(Records of labeled points)
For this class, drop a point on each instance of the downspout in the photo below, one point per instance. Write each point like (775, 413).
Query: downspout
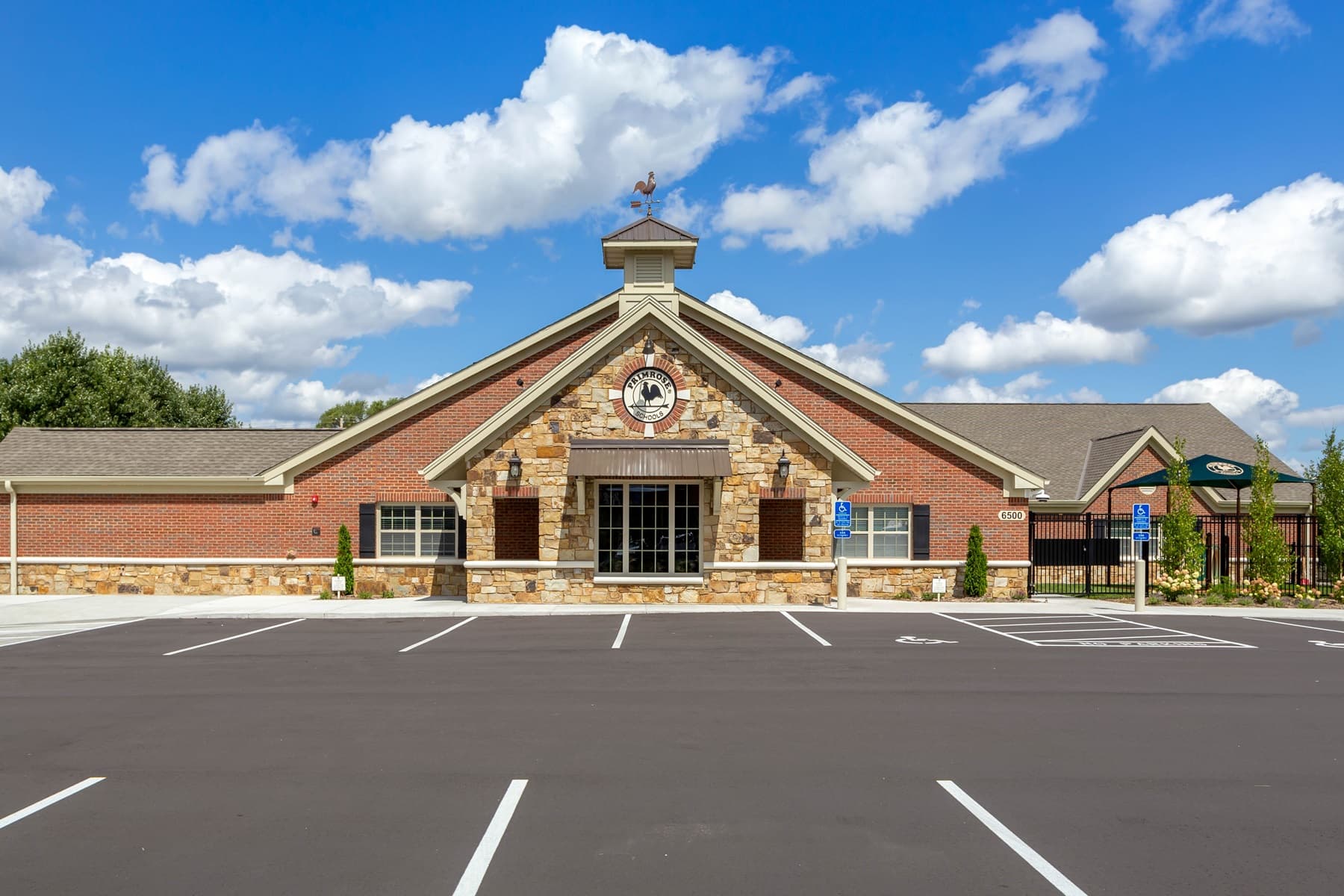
(13, 539)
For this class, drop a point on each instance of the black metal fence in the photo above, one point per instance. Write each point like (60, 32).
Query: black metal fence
(1095, 553)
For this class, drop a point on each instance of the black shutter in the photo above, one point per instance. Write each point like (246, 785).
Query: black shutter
(367, 531)
(920, 532)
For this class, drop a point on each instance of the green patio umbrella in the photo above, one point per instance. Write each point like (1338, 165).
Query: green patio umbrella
(1219, 473)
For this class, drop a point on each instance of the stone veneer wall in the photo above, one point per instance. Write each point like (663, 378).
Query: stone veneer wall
(230, 579)
(894, 582)
(586, 408)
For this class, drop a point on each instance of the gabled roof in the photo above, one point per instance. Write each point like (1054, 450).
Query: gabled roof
(846, 464)
(54, 452)
(1061, 440)
(443, 390)
(1016, 476)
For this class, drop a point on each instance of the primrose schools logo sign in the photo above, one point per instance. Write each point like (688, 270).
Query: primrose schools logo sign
(648, 395)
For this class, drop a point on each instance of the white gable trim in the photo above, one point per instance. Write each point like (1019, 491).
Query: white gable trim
(1015, 476)
(452, 464)
(284, 472)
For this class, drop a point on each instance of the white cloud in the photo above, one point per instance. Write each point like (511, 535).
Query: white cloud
(859, 361)
(801, 87)
(785, 328)
(1028, 388)
(1260, 406)
(1211, 267)
(1045, 340)
(897, 161)
(285, 238)
(1159, 27)
(248, 321)
(586, 119)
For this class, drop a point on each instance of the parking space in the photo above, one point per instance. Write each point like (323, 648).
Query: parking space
(710, 753)
(1089, 630)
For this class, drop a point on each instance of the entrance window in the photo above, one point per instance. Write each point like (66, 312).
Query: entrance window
(648, 528)
(878, 532)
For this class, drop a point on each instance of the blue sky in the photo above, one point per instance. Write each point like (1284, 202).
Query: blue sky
(951, 202)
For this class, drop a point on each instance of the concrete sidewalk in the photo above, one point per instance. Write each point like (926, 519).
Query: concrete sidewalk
(26, 610)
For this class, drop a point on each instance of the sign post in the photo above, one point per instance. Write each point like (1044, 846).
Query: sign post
(840, 527)
(1140, 527)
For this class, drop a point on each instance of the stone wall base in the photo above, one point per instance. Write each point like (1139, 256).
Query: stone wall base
(721, 586)
(915, 583)
(225, 581)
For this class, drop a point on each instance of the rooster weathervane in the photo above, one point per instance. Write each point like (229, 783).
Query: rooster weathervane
(645, 188)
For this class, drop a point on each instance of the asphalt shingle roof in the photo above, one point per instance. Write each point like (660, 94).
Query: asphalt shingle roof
(149, 452)
(1054, 440)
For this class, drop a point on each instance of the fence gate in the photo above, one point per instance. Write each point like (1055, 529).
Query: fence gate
(1095, 554)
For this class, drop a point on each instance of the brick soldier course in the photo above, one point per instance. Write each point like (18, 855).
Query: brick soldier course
(488, 453)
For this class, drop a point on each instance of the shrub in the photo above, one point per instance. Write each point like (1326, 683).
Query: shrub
(977, 566)
(1261, 591)
(344, 559)
(1172, 585)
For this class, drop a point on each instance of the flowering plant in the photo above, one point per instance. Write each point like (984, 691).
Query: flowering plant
(1176, 583)
(1261, 591)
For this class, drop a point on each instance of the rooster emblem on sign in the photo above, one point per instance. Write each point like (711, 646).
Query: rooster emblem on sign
(650, 394)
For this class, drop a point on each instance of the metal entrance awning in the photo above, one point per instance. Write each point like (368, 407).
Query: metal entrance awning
(650, 458)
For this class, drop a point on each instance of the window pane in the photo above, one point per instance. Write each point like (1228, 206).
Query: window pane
(396, 517)
(398, 544)
(650, 528)
(611, 520)
(685, 532)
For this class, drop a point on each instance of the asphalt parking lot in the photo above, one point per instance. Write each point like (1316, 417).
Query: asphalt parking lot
(675, 754)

**The request**
Copy out all the material above with "drop" swapped for "place" everywhere, leaving out the pictures and changing nothing else.

**The output**
For this class, place a point on each instance of the downspout in the photo below, one point per instance. Write each point like (775, 413).
Query: downspout
(13, 539)
For this class, place a point on each instance of the black metal fence in the photo above, one point per instance. Write each point like (60, 32).
Query: black metal fence
(1095, 553)
For this class, place a point on each instance of the black shutter in the photo above, one point per instance. Write each point like (246, 785).
Query: black shutter
(367, 531)
(920, 532)
For this class, place a point on each instance of the green patio umbrella in the photo above, one point per instance. Write each point like (1338, 165).
Query: green patio umbrella
(1219, 473)
For this class, place a point on each instance of the stone veneer wall in the photo above, one point per instance. Write each point like (663, 378).
Query: stone veneer wall
(230, 579)
(894, 582)
(586, 408)
For this class, place a point on each instance of the gabled roof in the photo above, one point per instance. Write each point like (1054, 450).
Query: gabled roof
(846, 464)
(54, 452)
(1061, 440)
(443, 390)
(1016, 476)
For this class, place a point on each instance of the primrose schools logo sign in the photo above, one point per instance. Write each point like (688, 270).
Query: primrose schools logo sign
(648, 395)
For this class, place a point on each instance of the white gable trim in the photo above, one point per instance. Write each point like (1019, 491).
Query: white gable trim
(1015, 476)
(452, 464)
(284, 472)
For this class, place a point on each instance of the white cloud in the photo above, one point per instance. Write each point like (511, 535).
Query: white cloud
(859, 361)
(801, 87)
(785, 328)
(1028, 388)
(1260, 406)
(1211, 267)
(1045, 340)
(897, 161)
(285, 238)
(1159, 27)
(248, 321)
(586, 119)
For this class, place a point on each instance of the parking space in the photo above, one point per instance. Write each point like (323, 648).
Query: parking space
(710, 753)
(1089, 630)
For this class, place a point on each instance of the entrance window in the photo above, one point per instance. Write each point like (66, 312).
Query: entrance window
(648, 528)
(878, 532)
For this class, place a point on each instance of the blue sky in the photo above, one point per instance. Write each point like (1284, 202).
Query: blue sky
(951, 202)
For this class, place a point on each instance of the concrete sidewalk in the photo above, one point per instance. Write each point like (926, 519).
Query: concrete sidewalk
(26, 610)
For this class, place a point on each instance of the sign post in the photo above, one point per instance. Write each point like (1044, 846).
Query: sign post
(840, 527)
(1140, 527)
For this class, place a point on each instance of the stone wall base in the photo above, one point per instance. Write each point like (1139, 256).
Query: stone wall base
(721, 586)
(915, 583)
(225, 581)
For this class, place a point on each instance of the rooster weathervane in the photo above, one point per instance. Write each point like (229, 783).
Query: rooster weathervane
(645, 188)
For this class, place a point on each instance of the asphalt shingle roof in the photo above, one point per instance. Write each point like (660, 94).
Query: asphalt shingle roof
(149, 452)
(1054, 440)
For this class, place a point on each instance of the fence gate in the photo above, one point per instance. Write each point like (1055, 529).
Query: fence gate
(1095, 554)
For this class, place a point on each instance of the brick soldier course in the photo above, one point per instance. Write each point like (18, 855).
Query: brick soldier course
(488, 453)
For this class, place a point on each instance of the shrub in the photo above, one point per instance. Write each point like (1326, 683).
Query: shrub
(977, 566)
(1261, 591)
(344, 559)
(1172, 585)
For this class, place a point on each instance of the flowering plant in the photo above, one point per instance. Write each point like (984, 691).
Query: flowering plant
(1176, 583)
(1261, 591)
For this class, place a point on each instance of the rooster emblem on sign in the photo above, one point per instance. Write each point like (711, 646).
Query: rooster emblem on sign
(650, 394)
For this class, place a point on each instance of the metal entrance awning in the photo above, one point per instance. Write each point like (368, 407).
Query: metal entrance awning
(650, 458)
For this class, place a point on each instance of the window pane in the photo above, one point per instance. Write each point like (1228, 206).
Query: window pane
(396, 517)
(398, 544)
(650, 528)
(611, 520)
(685, 532)
For this class, place a point on each instance of the asphalt parking lot in the photo above, one point per instance. Write each point like (1316, 417).
Query: asphalt parking lot
(675, 754)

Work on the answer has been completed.